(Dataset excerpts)
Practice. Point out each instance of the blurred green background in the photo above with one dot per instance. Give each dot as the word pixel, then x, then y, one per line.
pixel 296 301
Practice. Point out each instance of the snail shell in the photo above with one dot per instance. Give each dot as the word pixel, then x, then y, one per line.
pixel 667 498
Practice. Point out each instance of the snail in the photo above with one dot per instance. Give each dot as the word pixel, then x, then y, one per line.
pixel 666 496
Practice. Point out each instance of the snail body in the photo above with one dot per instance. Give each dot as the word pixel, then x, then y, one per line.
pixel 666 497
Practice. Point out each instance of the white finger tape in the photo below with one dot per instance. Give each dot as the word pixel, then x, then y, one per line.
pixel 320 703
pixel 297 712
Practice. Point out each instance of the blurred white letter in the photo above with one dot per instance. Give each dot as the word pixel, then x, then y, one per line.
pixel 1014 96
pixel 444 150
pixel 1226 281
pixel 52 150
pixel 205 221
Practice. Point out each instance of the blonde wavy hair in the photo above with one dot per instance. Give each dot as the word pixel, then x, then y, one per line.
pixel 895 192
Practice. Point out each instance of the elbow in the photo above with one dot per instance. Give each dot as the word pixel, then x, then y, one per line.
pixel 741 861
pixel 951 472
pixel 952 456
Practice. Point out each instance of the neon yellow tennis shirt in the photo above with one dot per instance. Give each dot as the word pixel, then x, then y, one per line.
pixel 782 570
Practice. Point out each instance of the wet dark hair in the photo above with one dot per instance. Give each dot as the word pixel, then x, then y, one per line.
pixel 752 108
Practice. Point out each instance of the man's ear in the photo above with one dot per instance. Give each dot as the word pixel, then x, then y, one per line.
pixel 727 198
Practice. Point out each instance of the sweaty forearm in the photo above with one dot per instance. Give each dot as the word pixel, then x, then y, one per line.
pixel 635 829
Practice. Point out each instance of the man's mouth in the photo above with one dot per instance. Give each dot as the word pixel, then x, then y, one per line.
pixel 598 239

▶ REQUIRED ACTION
A verbatim transcription is required of the lines from the one with "Practice. Point out each instance of the snail shell" through the final line of the entries above, and of nothing else.

▶ EXERCISE ANSWER
Practice. Point out each instance of the snail shell in the photo above with one dot per instance. Give each dot as the word pixel, then x, then y, one per line.
pixel 667 498
Practice. Point out each instance of the snail in the photo above with one dot per instance. Give each dot as the word pixel, then x, then y, one per line.
pixel 666 496
Practice. Point out each instance of the snail body in the photo above with one dot per instance. Give each dot as the word pixel, then x, then y, one per line.
pixel 666 497
Practice. Point out each instance of the white finger tape in the photo below with one dot per instance. Give each dot as the word pixel, then x, then y, one per line.
pixel 320 703
pixel 297 712
Practice. Point out each instance of the blurred white letter in the photo above with one dot per instance. Give each dot as the word pixel, then x, then y, one per line.
pixel 1014 96
pixel 444 150
pixel 1226 281
pixel 52 150
pixel 205 221
Practice. Point out each instance of the blonde wavy hair in the photo above with one dot per instance. Give each dot as the word pixel, then x, then y, one per line.
pixel 895 192
Practice. Point out each instance of the elbow in the photo above with one dot per instance. Give each dot as the word pixel, then x, then y, one per line.
pixel 741 861
pixel 951 472
pixel 952 456
Practice. Point out each instance of the neon yellow tennis shirt in the photo above with one dot per instance. Give each dot as the word pixel, then x, then y, one per line.
pixel 782 570
Practice. Point out each instance of the wet dark hair in the photo above with one dot per instance. Give each dot as the word pixel, then x, then y, one per line.
pixel 752 108
Practice. Point out each instance of the man's ear in the photo above with one dot per instance. Give each dot as the word pixel, then x, then y, one per line.
pixel 727 198
Practice. Point out each instance of the sweaty forearm in the photo above with one dot per instance. Give each dot as the word pixel, then x, then y, one per line.
pixel 635 829
Practice. Point out each instance of the man's mouth in the photo above with one dot per instance. Give each dot as the word pixel, then x, then y, one per line.
pixel 598 239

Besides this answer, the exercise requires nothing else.